Put every line of the data below into a Markdown table, skipping blank lines. Use two columns: Number for the row number and Entry for the line.
— start RECORDS SHOWN —
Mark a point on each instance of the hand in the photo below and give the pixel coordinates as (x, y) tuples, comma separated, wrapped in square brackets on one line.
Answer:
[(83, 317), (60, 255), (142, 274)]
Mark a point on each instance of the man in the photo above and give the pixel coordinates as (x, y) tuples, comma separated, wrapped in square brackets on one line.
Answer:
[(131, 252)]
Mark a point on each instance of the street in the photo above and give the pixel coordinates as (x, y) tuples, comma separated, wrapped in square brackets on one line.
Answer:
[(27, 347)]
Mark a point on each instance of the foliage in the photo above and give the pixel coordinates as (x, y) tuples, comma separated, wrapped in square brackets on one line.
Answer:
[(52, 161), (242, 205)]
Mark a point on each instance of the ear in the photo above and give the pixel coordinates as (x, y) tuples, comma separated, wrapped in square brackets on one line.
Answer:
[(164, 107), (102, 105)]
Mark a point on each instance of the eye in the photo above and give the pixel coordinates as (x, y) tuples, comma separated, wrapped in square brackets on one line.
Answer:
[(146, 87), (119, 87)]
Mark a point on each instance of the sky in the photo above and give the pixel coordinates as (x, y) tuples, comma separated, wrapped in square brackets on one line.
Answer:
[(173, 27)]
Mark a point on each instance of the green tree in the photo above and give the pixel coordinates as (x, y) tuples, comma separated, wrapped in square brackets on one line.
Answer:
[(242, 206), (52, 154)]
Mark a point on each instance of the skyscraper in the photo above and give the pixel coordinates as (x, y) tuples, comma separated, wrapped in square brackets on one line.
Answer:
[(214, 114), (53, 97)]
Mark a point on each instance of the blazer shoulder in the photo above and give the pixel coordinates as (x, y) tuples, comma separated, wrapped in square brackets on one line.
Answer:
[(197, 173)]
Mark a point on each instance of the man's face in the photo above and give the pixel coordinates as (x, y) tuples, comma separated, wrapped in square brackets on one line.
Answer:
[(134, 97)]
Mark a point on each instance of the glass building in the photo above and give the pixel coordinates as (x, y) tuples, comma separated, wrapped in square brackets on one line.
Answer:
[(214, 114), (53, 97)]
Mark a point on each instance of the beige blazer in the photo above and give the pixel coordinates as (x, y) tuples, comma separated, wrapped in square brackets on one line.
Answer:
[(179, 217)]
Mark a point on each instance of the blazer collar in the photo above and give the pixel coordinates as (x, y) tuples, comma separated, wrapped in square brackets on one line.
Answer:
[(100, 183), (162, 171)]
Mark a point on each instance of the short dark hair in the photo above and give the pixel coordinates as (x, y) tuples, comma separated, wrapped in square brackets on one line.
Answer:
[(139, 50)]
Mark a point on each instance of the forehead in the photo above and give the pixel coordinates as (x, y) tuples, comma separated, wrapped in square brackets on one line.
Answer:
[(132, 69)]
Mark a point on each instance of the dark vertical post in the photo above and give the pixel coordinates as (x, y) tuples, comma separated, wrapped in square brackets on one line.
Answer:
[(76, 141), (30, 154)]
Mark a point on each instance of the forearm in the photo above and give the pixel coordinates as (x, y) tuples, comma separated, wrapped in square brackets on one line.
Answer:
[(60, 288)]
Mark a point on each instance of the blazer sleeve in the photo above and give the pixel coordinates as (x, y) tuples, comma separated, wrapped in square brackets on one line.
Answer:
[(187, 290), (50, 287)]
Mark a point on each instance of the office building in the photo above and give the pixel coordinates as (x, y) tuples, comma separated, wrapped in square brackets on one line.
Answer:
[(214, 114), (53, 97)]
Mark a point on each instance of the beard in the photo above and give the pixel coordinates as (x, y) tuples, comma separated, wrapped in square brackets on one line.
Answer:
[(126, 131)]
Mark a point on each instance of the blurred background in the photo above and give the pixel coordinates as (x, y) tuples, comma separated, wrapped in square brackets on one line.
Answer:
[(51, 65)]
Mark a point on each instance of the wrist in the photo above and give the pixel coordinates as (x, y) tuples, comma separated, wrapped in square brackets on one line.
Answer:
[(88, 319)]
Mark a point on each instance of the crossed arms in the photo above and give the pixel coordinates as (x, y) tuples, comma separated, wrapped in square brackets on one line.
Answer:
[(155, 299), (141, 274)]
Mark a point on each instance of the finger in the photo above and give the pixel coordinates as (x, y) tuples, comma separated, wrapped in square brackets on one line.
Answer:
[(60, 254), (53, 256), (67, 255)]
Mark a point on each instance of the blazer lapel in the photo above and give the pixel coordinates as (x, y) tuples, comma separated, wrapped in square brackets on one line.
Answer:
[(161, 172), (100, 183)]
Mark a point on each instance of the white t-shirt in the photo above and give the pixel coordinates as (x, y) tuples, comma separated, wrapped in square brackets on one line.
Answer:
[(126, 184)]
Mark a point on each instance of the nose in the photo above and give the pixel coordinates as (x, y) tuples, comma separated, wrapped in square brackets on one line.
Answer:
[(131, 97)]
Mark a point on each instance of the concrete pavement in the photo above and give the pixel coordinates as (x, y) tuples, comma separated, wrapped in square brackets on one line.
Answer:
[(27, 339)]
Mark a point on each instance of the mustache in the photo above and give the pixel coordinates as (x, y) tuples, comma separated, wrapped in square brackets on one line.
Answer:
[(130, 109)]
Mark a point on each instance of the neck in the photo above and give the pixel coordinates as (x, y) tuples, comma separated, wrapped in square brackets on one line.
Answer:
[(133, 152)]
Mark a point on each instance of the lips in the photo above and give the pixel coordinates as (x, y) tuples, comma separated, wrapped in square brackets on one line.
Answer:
— end RECORDS SHOWN —
REPLY TO THE TASK
| Number | Entry |
|---|---|
| 1 | Mark a point on each instance of the hand in the photo below and give the pixel coordinates as (x, y) tuples, comma separated, wrapped in square brackets on one line. |
| 2 | Answer: |
| 3 | [(83, 317), (60, 255), (142, 274)] |
| 4 | Mark a point on each instance of the man in the photo above and give the pixel coordinates as (x, y) tuples, comma separated, wrapped in square brackets on one line. |
| 5 | Answer: |
| 6 | [(131, 252)] |
| 7 | Mark a point on each instance of the street in the photo above and give the pixel coordinates as (x, y) tuples, comma separated, wrapped in square brackets on one line. |
| 8 | Answer: |
| 9 | [(27, 347)] |
| 10 | Mark a point on each instance of the foliage in the photo above and give the pixel coordinates as (x, y) tuples, comma separated, wrapped in square brackets on one line. |
| 11 | Answer: |
| 12 | [(52, 161), (242, 205)] |
| 13 | Mark a point on each instance of the ear in the photo above and give the pixel coordinates as (x, y) tuples, comma separated, wrapped in square brackets on one line. |
| 14 | Answer: |
| 15 | [(164, 107), (102, 105)] |
| 16 | Mark a point on each instance of the eye in the photo above and give the pixel coordinates as (x, y) tuples, comma separated, wrapped in square brackets on one line. |
| 17 | Answer: |
| 18 | [(146, 87), (119, 87)] |
| 19 | Mark a point on each instance of the sky in the photo above and give the pixel coordinates as (x, y) tuples, comma separated, wrapped in square brackets on one line. |
| 20 | Answer: |
| 21 | [(173, 27)] |
| 22 | Mark a point on each instance of the green tree in the photo above and give the pixel coordinates as (x, y) tuples, comma separated, wrapped in square brackets on one line. |
| 23 | Answer: |
| 24 | [(242, 206), (52, 154)] |
| 25 | Mark a point on each instance of the skyscraper in the photo above and give the pixel coordinates as (x, y) tuples, comma separated, wrapped in square brackets on one line. |
| 26 | Answer: |
| 27 | [(214, 114), (53, 97)] |
| 28 | Mark a point on each instance of the blazer shoulder in the photo above and give the pixel coordinates as (x, y) tuples, comma separated, wrapped in square brackets on one line. |
| 29 | Answer: |
| 30 | [(197, 173)] |
| 31 | Mark a point on each instance of the man's face in the photo above and give the pixel coordinates as (x, y) tuples, comma separated, wrapped in square brackets on one line. |
| 32 | Answer: |
| 33 | [(134, 97)] |
| 34 | Mark a point on each instance of the glass building in the photo above and give the pixel coordinates as (x, y) tuples, comma separated, wrapped in square brackets on one line. |
| 35 | Answer: |
| 36 | [(214, 114), (53, 97)] |
| 37 | Mark a point on each instance of the beige blazer in the photo above and give the pixel coordinates as (x, y) tuples, comma separated, wrapped in square brackets on one line. |
| 38 | Answer: |
| 39 | [(179, 217)] |
| 40 | Mark a point on each instance of the blazer collar in the photo above and give the pixel coordinates as (x, y) tuples, comma separated, wrapped in square brackets on one line. |
| 41 | Answer: |
| 42 | [(100, 183), (162, 171)] |
| 43 | Mark a point on each instance of the short dark hair in the photo above and give the pixel coordinates as (x, y) tuples, comma separated, wrapped in square brackets on one line. |
| 44 | Answer: |
| 45 | [(139, 50)] |
| 46 | Mark a point on each instance of the forehead in the photo above and give the pixel coordinates as (x, y) tuples, comma separated, wrapped in square brackets on one line. |
| 47 | Answer: |
| 48 | [(132, 69)] |
| 49 | Mark a point on each instance of the dark vertical post in the photo above and give the pixel coordinates as (x, y) tuples, comma separated, wrapped in square brackets on one line. |
| 50 | Answer: |
| 51 | [(76, 141), (30, 154)] |
| 52 | Mark a point on each instance of the forearm in the photo above and give the pixel coordinates as (x, y) tuples, comma separated, wrapped in square brackets on one line. |
| 53 | Answer: |
| 54 | [(60, 288)] |
| 55 | Mark a point on each instance of the blazer sleeve in the photo above and give the pixel coordinates as (x, y) tuples, comma separated, wrapped in square brackets on one line. |
| 56 | Answer: |
| 57 | [(187, 290), (50, 287)] |
| 58 | Mark a point on each instance of the office building in the photo above and give the pixel coordinates as (x, y) tuples, comma separated, wrapped in square brackets on one line. |
| 59 | Answer: |
| 60 | [(214, 114), (53, 97)] |
| 61 | Mark a point on each instance of the beard in the photo above and give the pixel coordinates as (x, y) tuples, comma separated, wrapped in square brackets on one line. |
| 62 | Answer: |
| 63 | [(126, 131)] |
| 64 | Mark a point on each instance of the blurred background in the photo above and give the pixel coordinates as (x, y) tuples, comma separated, wrapped in square brackets on one line. |
| 65 | Answer: |
| 66 | [(51, 65)] |
| 67 | Mark a point on each instance of the wrist in the photo above and give the pixel coordinates as (x, y) tuples, comma separated, wrapped in square brackets on one line. |
| 68 | Answer: |
| 69 | [(88, 319)] |
| 70 | Mark a point on each instance of the crossed arms in the photo above and give the pixel coordinates as (x, y) tuples, comma separated, wrapped in square brackets on one line. |
| 71 | Answer: |
| 72 | [(155, 299), (141, 274)] |
| 73 | Mark a point on each instance of the finger in the photo above and give the pixel coordinates as (x, y) tuples, comma separated, wrapped in square brackets on one line. |
| 74 | Answer: |
| 75 | [(60, 254), (53, 256), (67, 255)] |
| 76 | Mark a point on each instance of the blazer lapel in the photo above and give the pixel coordinates as (x, y) tuples, comma separated, wrapped in square brackets on one line. |
| 77 | Answer: |
| 78 | [(161, 172), (100, 183)] |
| 79 | Mark a point on each instance of the white t-shirt in the photo above and give the pixel coordinates as (x, y) tuples, comma separated, wrapped in square brackets on one line. |
| 80 | Answer: |
| 81 | [(126, 184)] |
| 82 | Mark a point on each instance of the nose in the photo above and give the pixel coordinates as (x, y) tuples, comma separated, wrapped in square brackets on one line. |
| 83 | Answer: |
| 84 | [(131, 97)] |
| 85 | Mark a point on each instance of the concrete pavement in the photo above and give the pixel coordinates as (x, y) tuples, comma separated, wrapped in square brackets on one line. |
| 86 | Answer: |
| 87 | [(27, 339)] |
| 88 | Mark a point on each instance of the mustache in the photo above and give the pixel coordinates as (x, y) tuples, comma separated, wrapped in square brackets on one line. |
| 89 | Answer: |
| 90 | [(130, 109)] |
| 91 | Mark a point on each instance of the neck in the photo above and give the pixel coordinates as (x, y) tuples, comma separated, wrapped in square brackets on one line. |
| 92 | Answer: |
| 93 | [(133, 152)] |
| 94 | Mark a point on each instance of the lips in the photo above and give the pixel coordinates as (x, y) tuples, comma separated, wrapped in square brackets on one line. |
| 95 | Answer: |